- [Assigned task]: Could you return each line below without altering a word?

Content starts

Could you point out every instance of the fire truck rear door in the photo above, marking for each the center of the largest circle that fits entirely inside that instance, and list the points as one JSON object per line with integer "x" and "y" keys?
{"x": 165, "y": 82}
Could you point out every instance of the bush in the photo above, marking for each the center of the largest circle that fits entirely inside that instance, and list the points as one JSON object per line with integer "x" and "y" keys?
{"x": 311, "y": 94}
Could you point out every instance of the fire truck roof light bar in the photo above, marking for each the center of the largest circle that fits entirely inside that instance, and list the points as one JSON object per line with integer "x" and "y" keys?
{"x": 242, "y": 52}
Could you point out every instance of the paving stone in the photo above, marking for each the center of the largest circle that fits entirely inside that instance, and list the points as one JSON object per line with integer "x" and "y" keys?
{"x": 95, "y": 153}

Content ends

- [Result of the task]:
Could you point out every instance of the fire truck rear door in the photo above, marking for each the center of the largest circle that fits entirely inside that instance, and list the points as one JSON object per line with integer "x" and "y" keys?
{"x": 165, "y": 82}
Could you point out every instance of the bush in the photo above, marking for each the center of the largest circle that fits entirely inside that instance, and list the points as one JSON object per line with integer "x" and "y" keys?
{"x": 311, "y": 94}
Could you point out every instance of the fire truck roof light bar in the photo above, marking for each the center of the largest circle that fits entirely inside that instance, and list the points as one JSON object per line with integer "x" and "y" keys?
{"x": 242, "y": 52}
Could you point out every instance of the paving stone in the photo above, marking for each the center of the largest circle that fits entirely inside that instance, and list the points as one JSON object per line with integer "x" and "y" keys?
{"x": 95, "y": 153}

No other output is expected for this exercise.